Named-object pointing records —
>> begin
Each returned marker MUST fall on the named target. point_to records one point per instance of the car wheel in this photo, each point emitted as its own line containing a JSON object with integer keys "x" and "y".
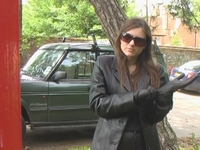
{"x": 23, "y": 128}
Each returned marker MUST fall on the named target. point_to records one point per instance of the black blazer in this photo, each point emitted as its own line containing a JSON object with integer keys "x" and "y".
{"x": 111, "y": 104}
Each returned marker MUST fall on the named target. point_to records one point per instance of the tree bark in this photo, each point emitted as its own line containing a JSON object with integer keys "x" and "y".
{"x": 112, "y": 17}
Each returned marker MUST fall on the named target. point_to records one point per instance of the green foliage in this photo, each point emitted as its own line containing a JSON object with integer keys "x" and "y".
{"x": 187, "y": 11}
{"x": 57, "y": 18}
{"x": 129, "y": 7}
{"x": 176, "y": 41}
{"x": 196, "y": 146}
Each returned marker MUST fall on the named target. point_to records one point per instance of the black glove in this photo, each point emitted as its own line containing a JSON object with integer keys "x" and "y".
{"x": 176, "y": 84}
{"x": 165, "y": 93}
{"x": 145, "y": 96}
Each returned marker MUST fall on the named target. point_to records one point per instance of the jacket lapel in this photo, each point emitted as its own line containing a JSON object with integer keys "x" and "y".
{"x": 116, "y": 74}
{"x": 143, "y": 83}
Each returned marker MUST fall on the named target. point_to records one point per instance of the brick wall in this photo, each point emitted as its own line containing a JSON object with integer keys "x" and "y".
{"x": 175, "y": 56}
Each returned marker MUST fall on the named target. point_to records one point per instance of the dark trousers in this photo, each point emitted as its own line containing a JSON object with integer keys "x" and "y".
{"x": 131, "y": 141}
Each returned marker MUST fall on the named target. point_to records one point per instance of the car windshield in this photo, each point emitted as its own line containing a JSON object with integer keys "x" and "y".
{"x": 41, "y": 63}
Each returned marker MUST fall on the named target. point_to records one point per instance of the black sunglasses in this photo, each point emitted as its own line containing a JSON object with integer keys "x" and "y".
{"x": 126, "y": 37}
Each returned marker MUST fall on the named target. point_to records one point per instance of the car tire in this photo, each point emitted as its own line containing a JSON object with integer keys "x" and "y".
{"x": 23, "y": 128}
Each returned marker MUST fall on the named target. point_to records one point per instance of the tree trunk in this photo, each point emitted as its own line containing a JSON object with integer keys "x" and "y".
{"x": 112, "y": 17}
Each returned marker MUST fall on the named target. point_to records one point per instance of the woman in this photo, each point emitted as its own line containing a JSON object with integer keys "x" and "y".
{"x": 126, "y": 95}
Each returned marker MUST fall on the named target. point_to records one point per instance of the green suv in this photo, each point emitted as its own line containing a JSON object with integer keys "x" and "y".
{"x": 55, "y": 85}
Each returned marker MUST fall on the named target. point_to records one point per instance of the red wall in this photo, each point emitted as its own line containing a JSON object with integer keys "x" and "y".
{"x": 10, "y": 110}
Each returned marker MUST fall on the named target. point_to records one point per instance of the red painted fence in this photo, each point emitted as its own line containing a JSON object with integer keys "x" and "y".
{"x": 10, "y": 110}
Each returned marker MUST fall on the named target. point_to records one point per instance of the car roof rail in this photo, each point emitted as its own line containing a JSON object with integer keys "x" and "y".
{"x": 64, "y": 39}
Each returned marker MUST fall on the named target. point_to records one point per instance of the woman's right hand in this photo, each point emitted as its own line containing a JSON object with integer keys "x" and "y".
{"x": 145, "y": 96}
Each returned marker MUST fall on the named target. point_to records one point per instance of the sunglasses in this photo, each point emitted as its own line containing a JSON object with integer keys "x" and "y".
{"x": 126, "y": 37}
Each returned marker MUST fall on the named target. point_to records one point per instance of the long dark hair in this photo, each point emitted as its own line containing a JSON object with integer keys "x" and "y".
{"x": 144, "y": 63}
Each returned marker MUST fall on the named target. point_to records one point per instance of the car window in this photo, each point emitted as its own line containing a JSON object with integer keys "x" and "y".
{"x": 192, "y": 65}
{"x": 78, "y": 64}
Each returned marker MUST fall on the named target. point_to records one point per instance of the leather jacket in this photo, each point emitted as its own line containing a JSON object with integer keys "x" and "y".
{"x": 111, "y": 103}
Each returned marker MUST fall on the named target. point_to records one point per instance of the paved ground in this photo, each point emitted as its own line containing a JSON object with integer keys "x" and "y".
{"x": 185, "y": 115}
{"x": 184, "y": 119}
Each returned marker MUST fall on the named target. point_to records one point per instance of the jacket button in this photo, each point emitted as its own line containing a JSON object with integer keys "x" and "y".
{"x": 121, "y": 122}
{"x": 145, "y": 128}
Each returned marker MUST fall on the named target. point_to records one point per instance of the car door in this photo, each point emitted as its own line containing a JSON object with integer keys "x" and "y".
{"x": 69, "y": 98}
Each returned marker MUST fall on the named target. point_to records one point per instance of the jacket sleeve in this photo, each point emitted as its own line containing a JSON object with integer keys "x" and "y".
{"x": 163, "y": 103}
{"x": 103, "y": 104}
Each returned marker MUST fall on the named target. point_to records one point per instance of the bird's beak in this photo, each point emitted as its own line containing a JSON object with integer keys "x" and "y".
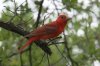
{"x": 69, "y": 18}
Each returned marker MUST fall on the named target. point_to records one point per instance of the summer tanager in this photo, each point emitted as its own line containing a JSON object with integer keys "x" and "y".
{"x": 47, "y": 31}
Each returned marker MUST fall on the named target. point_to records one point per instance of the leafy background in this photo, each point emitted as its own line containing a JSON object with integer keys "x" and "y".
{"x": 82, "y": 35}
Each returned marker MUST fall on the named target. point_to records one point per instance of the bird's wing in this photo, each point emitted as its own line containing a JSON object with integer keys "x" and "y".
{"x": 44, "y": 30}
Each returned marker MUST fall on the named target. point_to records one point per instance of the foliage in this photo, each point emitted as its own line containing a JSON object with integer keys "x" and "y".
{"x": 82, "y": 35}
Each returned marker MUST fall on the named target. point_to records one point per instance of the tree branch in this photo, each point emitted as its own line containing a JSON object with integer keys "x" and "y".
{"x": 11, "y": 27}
>> end
Write out only what runs from the line holding "of the leafy" through the last line of the records, exactly as shown.

Each returned marker MUST fall on the named target. point_to records one point per instance of the leafy background in this photo, each point emitted as its own line containing a JSON object with integer keys "x" and "y".
{"x": 82, "y": 35}
Each returned marker MUST fall on the named target. point_to records one point per instance of the bird's wing in this photo, each point emitted as its own line containing a JSON object with integer keys "x" and "y".
{"x": 44, "y": 30}
Each returned marker MUST fall on the named target. point_to records one point per instance of the foliage in this photo, each point emitted as its own line containing a JSON object with integer keys "x" and "y".
{"x": 82, "y": 35}
Each returned marker MUST fall on the named target. point_to records one point per instance of the tree branch in this photo, each point emitted as its own line containing a JSON object with integer keys "x" and "y".
{"x": 11, "y": 27}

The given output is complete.